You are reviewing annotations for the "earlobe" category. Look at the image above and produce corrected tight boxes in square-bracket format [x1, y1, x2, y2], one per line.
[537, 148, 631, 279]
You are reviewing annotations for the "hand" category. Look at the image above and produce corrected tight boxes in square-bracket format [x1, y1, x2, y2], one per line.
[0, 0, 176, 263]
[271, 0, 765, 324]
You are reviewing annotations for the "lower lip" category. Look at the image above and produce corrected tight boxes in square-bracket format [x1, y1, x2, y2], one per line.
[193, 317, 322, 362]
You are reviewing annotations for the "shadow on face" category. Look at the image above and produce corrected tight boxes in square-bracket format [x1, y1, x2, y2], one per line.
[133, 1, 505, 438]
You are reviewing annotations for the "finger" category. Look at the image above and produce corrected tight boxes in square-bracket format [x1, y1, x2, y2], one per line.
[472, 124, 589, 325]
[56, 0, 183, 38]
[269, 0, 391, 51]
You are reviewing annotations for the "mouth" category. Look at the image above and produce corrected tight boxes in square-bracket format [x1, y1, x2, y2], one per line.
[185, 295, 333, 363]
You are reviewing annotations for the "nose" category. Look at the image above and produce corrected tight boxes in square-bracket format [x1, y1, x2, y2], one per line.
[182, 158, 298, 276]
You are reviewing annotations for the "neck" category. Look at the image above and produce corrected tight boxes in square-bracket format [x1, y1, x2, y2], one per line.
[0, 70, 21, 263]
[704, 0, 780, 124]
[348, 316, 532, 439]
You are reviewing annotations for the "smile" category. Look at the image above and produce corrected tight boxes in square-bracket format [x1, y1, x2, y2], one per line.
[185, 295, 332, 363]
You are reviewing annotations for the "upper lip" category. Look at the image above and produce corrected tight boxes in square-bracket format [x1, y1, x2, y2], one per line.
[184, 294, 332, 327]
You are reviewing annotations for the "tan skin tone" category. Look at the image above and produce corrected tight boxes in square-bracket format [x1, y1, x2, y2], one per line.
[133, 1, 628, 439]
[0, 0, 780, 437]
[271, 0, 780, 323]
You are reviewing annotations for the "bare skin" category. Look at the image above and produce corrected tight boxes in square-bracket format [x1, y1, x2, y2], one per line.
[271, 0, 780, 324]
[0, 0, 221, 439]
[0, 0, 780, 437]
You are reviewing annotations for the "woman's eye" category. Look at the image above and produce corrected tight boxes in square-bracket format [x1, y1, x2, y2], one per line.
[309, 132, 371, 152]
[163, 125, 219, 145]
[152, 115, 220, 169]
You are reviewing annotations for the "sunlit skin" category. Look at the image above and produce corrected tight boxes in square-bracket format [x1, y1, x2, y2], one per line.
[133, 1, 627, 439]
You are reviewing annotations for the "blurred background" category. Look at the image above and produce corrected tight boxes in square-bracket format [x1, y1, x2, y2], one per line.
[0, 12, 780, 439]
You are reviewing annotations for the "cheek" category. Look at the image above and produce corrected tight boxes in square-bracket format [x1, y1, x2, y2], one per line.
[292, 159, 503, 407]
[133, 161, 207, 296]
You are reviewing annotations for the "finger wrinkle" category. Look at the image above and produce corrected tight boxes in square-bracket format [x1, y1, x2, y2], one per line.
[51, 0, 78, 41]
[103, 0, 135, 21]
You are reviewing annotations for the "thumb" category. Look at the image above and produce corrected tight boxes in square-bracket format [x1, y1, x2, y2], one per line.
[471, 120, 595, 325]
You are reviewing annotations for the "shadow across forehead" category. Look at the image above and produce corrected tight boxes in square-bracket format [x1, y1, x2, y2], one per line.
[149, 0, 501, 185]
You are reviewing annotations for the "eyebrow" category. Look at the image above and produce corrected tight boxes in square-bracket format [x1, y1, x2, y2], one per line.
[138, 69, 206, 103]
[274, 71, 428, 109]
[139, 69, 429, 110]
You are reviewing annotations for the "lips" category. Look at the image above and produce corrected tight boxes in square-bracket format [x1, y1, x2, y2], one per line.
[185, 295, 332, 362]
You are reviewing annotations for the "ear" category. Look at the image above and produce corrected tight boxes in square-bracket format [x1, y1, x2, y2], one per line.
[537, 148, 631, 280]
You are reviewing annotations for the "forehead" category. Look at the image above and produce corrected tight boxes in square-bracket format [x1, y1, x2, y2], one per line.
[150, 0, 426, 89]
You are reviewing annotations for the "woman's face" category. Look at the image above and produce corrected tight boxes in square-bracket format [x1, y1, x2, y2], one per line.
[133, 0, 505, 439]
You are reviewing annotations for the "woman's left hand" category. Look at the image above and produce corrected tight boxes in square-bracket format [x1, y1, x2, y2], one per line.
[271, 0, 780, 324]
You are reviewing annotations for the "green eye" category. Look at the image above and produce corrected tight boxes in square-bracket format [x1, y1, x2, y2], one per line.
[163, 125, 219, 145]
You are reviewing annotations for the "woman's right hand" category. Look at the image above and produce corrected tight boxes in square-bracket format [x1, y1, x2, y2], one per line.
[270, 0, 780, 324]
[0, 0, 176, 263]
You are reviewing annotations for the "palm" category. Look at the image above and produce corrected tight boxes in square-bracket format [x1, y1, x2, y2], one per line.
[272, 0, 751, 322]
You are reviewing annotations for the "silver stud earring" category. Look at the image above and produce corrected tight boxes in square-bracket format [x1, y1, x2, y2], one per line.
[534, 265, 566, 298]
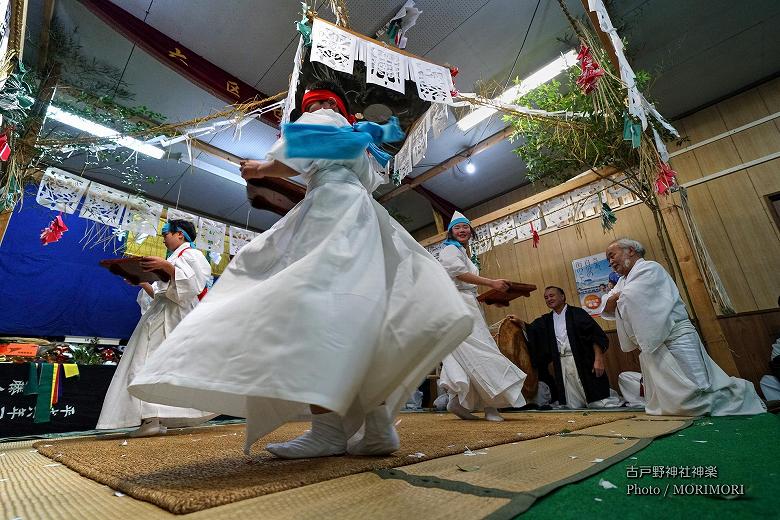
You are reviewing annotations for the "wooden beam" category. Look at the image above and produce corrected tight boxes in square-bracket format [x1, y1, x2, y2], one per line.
[8, 0, 27, 61]
[413, 186, 463, 219]
[79, 0, 279, 126]
[52, 87, 306, 211]
[420, 168, 617, 246]
[38, 0, 55, 72]
[378, 126, 514, 203]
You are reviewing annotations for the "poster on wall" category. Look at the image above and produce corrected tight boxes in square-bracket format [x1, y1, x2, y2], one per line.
[571, 253, 612, 316]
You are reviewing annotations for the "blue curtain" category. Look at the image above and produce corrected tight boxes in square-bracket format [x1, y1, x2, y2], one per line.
[0, 186, 141, 338]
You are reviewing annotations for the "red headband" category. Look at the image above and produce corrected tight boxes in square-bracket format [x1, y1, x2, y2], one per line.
[301, 89, 357, 124]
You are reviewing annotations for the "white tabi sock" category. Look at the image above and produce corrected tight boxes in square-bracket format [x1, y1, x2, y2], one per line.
[485, 406, 504, 422]
[265, 412, 347, 459]
[127, 417, 168, 437]
[447, 395, 479, 421]
[347, 405, 401, 457]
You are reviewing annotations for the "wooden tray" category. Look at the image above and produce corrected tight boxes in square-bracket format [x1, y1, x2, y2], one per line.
[477, 282, 536, 307]
[100, 256, 171, 285]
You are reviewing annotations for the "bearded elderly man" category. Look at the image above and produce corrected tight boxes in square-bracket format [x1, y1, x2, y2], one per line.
[601, 238, 766, 416]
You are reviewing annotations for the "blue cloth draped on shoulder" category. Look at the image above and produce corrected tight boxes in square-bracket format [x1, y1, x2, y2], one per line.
[282, 116, 405, 166]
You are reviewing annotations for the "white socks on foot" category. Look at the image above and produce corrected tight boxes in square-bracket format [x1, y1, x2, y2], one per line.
[265, 412, 347, 459]
[485, 406, 504, 422]
[447, 395, 479, 421]
[347, 405, 401, 457]
[127, 417, 168, 437]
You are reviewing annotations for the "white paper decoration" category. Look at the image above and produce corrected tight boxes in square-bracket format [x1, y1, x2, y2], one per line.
[469, 239, 493, 256]
[469, 224, 493, 255]
[488, 216, 517, 247]
[309, 18, 358, 75]
[514, 206, 542, 241]
[167, 208, 198, 225]
[361, 41, 408, 94]
[35, 168, 89, 214]
[228, 226, 259, 255]
[281, 38, 303, 124]
[426, 103, 450, 138]
[542, 196, 574, 228]
[195, 217, 226, 254]
[409, 58, 453, 104]
[570, 183, 601, 220]
[472, 224, 491, 242]
[119, 195, 163, 236]
[79, 182, 127, 227]
[407, 118, 428, 166]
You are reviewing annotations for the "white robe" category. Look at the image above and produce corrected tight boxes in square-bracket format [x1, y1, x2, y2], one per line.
[439, 245, 526, 410]
[759, 338, 780, 401]
[131, 110, 472, 451]
[618, 372, 647, 408]
[602, 259, 766, 416]
[97, 246, 214, 429]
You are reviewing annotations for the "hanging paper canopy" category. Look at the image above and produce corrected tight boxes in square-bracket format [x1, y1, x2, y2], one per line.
[282, 18, 454, 158]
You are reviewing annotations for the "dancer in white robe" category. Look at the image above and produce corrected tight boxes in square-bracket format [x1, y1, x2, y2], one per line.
[439, 212, 526, 421]
[97, 220, 214, 437]
[601, 238, 766, 416]
[131, 84, 472, 458]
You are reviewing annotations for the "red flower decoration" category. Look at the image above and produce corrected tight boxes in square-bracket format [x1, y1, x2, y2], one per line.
[529, 222, 539, 247]
[41, 213, 68, 246]
[577, 43, 604, 94]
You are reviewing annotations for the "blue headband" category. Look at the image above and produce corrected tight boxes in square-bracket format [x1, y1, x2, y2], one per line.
[447, 217, 471, 231]
[162, 221, 195, 247]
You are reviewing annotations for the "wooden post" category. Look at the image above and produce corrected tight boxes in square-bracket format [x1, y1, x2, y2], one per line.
[658, 197, 740, 376]
[8, 0, 27, 62]
[582, 0, 739, 376]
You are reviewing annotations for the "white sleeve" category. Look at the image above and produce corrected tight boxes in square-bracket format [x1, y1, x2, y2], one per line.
[165, 249, 211, 306]
[597, 285, 619, 321]
[135, 288, 152, 316]
[617, 261, 677, 352]
[265, 137, 317, 175]
[439, 245, 471, 278]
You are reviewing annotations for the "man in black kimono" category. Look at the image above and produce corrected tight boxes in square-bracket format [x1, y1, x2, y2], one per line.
[527, 286, 621, 408]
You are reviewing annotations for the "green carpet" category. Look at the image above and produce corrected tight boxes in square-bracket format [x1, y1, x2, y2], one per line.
[518, 414, 780, 520]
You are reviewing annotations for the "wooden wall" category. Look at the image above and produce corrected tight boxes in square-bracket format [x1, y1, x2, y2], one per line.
[671, 78, 780, 312]
[427, 79, 780, 389]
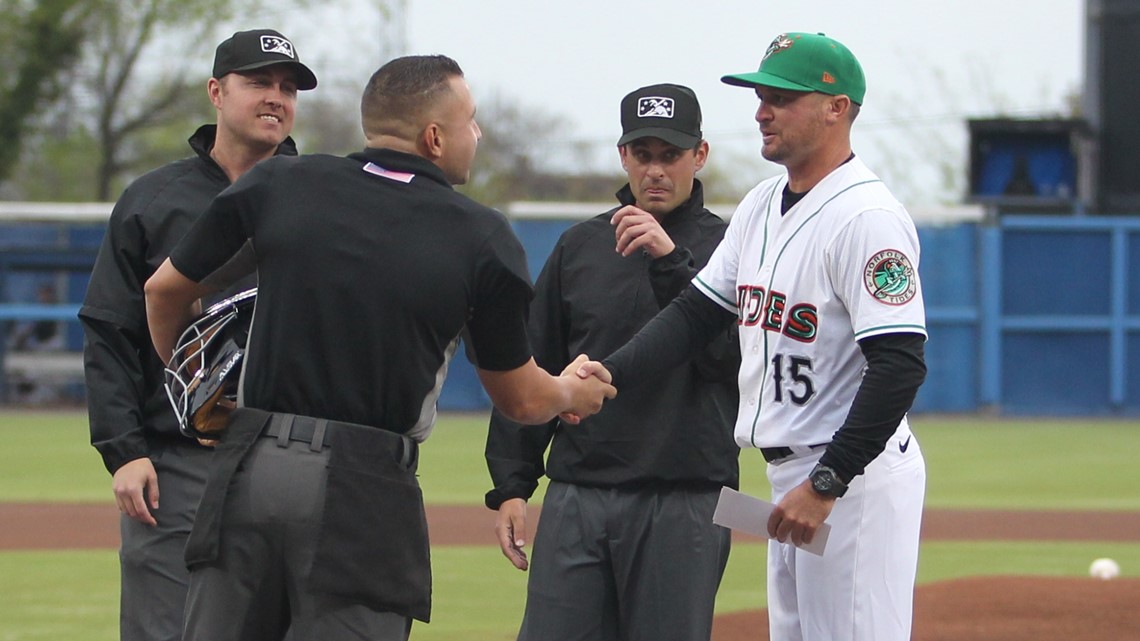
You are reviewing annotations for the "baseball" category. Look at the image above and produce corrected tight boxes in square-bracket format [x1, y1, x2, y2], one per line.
[1089, 559, 1121, 581]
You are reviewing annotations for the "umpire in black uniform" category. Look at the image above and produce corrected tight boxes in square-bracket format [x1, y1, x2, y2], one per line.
[487, 84, 740, 641]
[146, 56, 612, 641]
[79, 30, 317, 641]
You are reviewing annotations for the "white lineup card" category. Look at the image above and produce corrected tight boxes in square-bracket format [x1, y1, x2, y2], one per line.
[713, 487, 831, 557]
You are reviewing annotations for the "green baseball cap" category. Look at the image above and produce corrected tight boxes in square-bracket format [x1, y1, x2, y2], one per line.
[720, 33, 866, 105]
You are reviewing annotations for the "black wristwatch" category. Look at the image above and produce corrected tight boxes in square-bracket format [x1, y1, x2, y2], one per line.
[807, 464, 847, 498]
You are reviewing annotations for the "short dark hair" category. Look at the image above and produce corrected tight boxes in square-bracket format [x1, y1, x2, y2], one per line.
[360, 55, 463, 138]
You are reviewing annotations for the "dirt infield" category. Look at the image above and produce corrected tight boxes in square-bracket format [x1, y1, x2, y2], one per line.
[0, 503, 1140, 641]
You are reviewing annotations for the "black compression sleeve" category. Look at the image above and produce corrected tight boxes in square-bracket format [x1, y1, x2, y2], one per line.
[820, 333, 926, 482]
[602, 285, 736, 391]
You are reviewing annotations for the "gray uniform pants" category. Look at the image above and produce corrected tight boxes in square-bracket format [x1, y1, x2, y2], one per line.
[185, 438, 412, 641]
[119, 441, 211, 641]
[519, 481, 731, 641]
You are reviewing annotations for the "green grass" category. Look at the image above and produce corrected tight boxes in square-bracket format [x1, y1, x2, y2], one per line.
[0, 412, 1140, 641]
[0, 412, 112, 499]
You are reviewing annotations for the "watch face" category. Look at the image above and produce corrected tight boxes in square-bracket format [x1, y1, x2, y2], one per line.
[809, 465, 847, 497]
[812, 470, 836, 494]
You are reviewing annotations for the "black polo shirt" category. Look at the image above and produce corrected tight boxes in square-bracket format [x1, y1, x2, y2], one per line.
[171, 149, 531, 439]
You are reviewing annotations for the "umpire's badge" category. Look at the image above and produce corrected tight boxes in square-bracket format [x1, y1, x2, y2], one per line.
[261, 35, 296, 58]
[863, 250, 918, 305]
[637, 96, 673, 117]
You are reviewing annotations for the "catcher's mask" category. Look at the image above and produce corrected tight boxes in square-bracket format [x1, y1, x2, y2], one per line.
[165, 287, 258, 439]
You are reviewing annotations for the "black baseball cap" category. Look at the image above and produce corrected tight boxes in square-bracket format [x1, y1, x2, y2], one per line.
[213, 29, 317, 91]
[618, 84, 702, 149]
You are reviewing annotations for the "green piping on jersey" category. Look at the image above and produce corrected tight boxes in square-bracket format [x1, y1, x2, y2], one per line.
[748, 174, 882, 447]
[855, 324, 926, 340]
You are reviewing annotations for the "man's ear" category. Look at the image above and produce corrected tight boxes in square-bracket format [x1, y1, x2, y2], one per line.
[693, 140, 709, 171]
[420, 122, 445, 161]
[827, 95, 852, 121]
[206, 78, 221, 108]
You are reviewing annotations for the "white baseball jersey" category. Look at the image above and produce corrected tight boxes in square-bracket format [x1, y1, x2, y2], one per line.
[693, 157, 926, 447]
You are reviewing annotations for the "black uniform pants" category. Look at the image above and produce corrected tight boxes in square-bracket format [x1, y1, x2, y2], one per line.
[185, 408, 428, 641]
[519, 481, 730, 641]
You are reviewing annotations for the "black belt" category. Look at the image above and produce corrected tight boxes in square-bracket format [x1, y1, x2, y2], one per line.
[261, 412, 420, 465]
[760, 443, 828, 463]
[261, 414, 328, 452]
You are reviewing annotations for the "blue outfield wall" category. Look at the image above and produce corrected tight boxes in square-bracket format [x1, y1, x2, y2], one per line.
[0, 216, 1140, 416]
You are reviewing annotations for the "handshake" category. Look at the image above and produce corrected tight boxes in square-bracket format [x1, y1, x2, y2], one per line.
[559, 354, 618, 425]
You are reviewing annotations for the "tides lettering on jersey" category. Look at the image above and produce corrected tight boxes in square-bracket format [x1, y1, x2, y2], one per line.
[736, 285, 820, 343]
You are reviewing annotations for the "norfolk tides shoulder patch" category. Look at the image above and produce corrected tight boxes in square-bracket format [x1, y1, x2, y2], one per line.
[863, 250, 918, 305]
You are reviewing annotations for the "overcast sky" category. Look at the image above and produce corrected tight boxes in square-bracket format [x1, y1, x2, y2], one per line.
[242, 0, 1085, 202]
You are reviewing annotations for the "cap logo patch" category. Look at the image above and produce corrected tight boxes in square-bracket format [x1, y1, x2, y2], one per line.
[637, 96, 674, 117]
[261, 35, 296, 58]
[863, 250, 918, 305]
[762, 33, 795, 59]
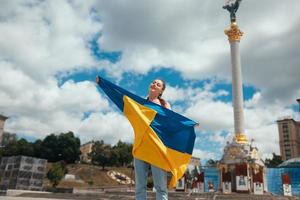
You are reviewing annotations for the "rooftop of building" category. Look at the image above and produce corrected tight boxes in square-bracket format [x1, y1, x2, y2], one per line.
[277, 157, 300, 167]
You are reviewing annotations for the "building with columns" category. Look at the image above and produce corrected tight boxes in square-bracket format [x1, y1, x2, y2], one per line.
[277, 117, 300, 161]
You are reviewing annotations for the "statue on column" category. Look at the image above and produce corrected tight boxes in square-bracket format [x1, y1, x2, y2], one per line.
[223, 0, 242, 22]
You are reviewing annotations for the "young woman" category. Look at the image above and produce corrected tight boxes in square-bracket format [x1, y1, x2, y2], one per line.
[134, 79, 171, 200]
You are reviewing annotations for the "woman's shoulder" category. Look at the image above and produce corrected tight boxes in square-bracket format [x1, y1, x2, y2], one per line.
[164, 101, 171, 110]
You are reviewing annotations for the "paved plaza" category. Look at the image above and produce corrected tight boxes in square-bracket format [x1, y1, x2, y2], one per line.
[0, 191, 300, 200]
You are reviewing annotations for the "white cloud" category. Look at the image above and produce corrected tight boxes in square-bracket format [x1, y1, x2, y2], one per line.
[0, 1, 102, 81]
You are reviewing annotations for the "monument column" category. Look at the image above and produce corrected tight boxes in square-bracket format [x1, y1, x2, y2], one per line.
[0, 114, 8, 147]
[225, 21, 247, 143]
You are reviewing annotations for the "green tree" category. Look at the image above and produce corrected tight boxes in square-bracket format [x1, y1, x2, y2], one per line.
[265, 152, 283, 167]
[113, 140, 133, 167]
[47, 162, 67, 187]
[2, 132, 18, 146]
[91, 140, 118, 170]
[40, 134, 60, 162]
[41, 132, 81, 163]
[2, 138, 34, 156]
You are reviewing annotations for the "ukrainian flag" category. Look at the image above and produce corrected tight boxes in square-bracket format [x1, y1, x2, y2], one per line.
[99, 78, 196, 188]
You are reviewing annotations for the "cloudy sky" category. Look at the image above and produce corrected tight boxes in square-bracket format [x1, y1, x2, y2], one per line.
[0, 0, 300, 160]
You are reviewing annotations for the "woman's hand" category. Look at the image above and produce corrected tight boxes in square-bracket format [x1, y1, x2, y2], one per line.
[96, 76, 100, 84]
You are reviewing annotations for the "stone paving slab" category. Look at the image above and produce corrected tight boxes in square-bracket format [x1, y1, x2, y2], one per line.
[0, 191, 300, 200]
-.-.-
WHAT THE EXERCISE ASKS:
Please write out everything from the start of the records down to the line containing "[537, 148, 631, 279]" again, swapping "earlobe" for "ear" and leaving everything else unchanged.

ANSWER BELOW:
You are reviewing annotations for the "ear" category. Look at the image above and produce corrected tight boxes in square-bracket format [x1, y1, x2, y2], one per line.
[537, 148, 631, 279]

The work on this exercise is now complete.